(MATERIAL FOR THE TASK)
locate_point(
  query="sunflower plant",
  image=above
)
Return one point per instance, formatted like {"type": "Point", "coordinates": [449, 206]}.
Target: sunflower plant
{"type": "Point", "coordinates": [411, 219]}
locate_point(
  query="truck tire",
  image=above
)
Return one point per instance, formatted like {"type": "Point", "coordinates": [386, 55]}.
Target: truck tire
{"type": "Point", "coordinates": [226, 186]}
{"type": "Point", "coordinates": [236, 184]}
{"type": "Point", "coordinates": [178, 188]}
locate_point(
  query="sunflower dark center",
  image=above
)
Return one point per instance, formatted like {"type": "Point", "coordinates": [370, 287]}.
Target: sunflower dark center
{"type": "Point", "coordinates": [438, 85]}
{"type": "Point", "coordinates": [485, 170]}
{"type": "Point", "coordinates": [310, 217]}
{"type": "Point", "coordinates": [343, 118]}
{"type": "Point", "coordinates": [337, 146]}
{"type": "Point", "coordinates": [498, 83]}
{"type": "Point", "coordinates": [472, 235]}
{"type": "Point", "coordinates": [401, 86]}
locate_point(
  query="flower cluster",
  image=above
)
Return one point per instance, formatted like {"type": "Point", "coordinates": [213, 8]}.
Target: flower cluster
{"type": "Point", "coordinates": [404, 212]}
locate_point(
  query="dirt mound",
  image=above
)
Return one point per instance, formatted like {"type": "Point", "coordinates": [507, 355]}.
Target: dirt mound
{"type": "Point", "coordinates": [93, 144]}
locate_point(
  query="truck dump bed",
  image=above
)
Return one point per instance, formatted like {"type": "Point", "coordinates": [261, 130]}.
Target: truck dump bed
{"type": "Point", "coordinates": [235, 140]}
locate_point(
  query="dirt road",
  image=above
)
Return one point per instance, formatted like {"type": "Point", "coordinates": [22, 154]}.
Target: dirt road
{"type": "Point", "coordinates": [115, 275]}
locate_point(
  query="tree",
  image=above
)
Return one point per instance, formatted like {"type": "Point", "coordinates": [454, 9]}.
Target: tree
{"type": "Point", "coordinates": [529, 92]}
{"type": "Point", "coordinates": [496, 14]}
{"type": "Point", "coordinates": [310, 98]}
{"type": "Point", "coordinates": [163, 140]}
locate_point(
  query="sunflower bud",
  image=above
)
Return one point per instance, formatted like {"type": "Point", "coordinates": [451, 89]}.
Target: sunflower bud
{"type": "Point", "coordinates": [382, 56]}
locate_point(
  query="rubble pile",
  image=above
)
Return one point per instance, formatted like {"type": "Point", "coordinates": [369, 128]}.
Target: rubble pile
(End MATERIAL FOR THE TASK)
▸ WHAT IS BEING ASKED: Could you copy each line in the listing above that includes the word "Return"?

▸ FINISHED TASK:
Return one point per instance, formatted like {"type": "Point", "coordinates": [449, 206]}.
Return one point per instance, formatted like {"type": "Point", "coordinates": [386, 55]}.
Return one point per instance, formatted like {"type": "Point", "coordinates": [370, 287]}.
Return one point per instance, formatted like {"type": "Point", "coordinates": [213, 8]}.
Return one point per instance, formatted like {"type": "Point", "coordinates": [507, 355]}.
Return one point per instance, formatted like {"type": "Point", "coordinates": [261, 130]}.
Return one point per instance, formatted like {"type": "Point", "coordinates": [22, 154]}.
Return one point per instance, formatted like {"type": "Point", "coordinates": [454, 9]}.
Return one point per instance, formatted like {"type": "Point", "coordinates": [451, 89]}.
Return one point per instance, formatted like {"type": "Point", "coordinates": [369, 128]}.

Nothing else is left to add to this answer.